● **Document text**:
"""
The initial histogram bins are setup from the Vec rollups.

Parameters:: fr - frame with column data; ncols - number of columns; nbins - number of bins; hs - an array of histograms to be initialize; seed - seed to reproduce; parms - parameters of the model; globalSplitPointsKey - array of global split-points keys; cs - monotone constraints (could be null); checkFloatSplits -
Returns:: array of DHistograms objects

make

public static DHistogram make(java.lang.String name,
                              int nbins,
                              byte isInt,
                              double min,
                              double maxEx,
                              boolean intOpt,
                              boolean hasNAs,
                              long seed,
                              SharedTreeModel.SharedTreeParameters parms,
                              water.Key<hex.tree.DHistogram.HistoSplitPoints> globalSplitPointsKey,
                              Constraints cs,
                              boolean checkFloatSplits,
                              double[] customSplitPoints)
"""
● **Exercise 1**: Retype the passage of the histogram documentation that begins at the words "public static DHisto" and stops after the words "omSplitPoints)".
● **Exercise 2**: Lay out the data listing as a numbered list, beginning at its first line and stopping after the line that contains "[312,132,350,300]". Include only those lines, and skip any blank ones.
The histogram documentation above has no connection to the data listing that comes next.

Data listing
"""
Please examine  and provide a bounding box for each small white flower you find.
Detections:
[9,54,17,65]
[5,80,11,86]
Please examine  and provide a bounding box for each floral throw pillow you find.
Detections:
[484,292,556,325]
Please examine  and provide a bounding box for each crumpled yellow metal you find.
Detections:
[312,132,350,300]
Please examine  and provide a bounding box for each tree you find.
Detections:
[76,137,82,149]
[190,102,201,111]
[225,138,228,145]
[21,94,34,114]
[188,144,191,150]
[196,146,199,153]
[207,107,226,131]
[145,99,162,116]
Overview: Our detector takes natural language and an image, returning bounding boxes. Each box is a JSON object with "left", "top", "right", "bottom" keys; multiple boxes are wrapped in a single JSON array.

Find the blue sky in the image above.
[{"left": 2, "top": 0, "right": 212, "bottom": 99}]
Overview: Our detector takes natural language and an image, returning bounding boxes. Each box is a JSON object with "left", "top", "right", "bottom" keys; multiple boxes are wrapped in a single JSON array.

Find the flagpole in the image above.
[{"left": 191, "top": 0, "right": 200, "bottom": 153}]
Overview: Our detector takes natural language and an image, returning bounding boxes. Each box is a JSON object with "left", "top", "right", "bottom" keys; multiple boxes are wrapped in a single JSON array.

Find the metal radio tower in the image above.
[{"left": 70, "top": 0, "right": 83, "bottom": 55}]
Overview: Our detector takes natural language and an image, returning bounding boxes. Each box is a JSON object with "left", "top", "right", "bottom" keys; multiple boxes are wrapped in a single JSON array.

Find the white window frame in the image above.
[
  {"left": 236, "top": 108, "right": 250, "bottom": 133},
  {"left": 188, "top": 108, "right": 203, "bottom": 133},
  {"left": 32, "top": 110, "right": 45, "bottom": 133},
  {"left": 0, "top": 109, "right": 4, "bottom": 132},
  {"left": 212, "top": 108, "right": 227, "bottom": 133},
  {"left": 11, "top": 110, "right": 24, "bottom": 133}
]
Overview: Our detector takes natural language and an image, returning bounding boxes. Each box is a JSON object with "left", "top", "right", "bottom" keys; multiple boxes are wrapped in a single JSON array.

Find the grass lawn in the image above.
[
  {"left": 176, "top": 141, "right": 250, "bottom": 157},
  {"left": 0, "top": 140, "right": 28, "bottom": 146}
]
"""
● **Task response 1**:
public static DHistogram make(java.lang.String name,
                              int nbins,
                              byte isInt,
                              double min,
                              double maxEx,
                              boolean intOpt,
                              boolean hasNAs,
                              long seed,
                              SharedTreeModel.SharedTreeParameters parms,
                              water.Key<hex.tree.DHistogram.HistoSplitPoints> globalSplitPointsKey,
                              Constraints cs,
                              boolean checkFloatSplits,
                              double[] customSplitPoints)

● **Task response 2**:
1. Please examine  and provide a bounding box for each small white flower you find.
2. Detections:
3. [9,54,17,65]
4. [5,80,11,86]
5. Please examine  and provide a bounding box for each floral throw pillow you find.
6. Detections:
7. [484,292,556,325]
8. Please examine  and provide a bounding box for each crumpled yellow metal you find.
9. Detections:
10. [312,132,350,300]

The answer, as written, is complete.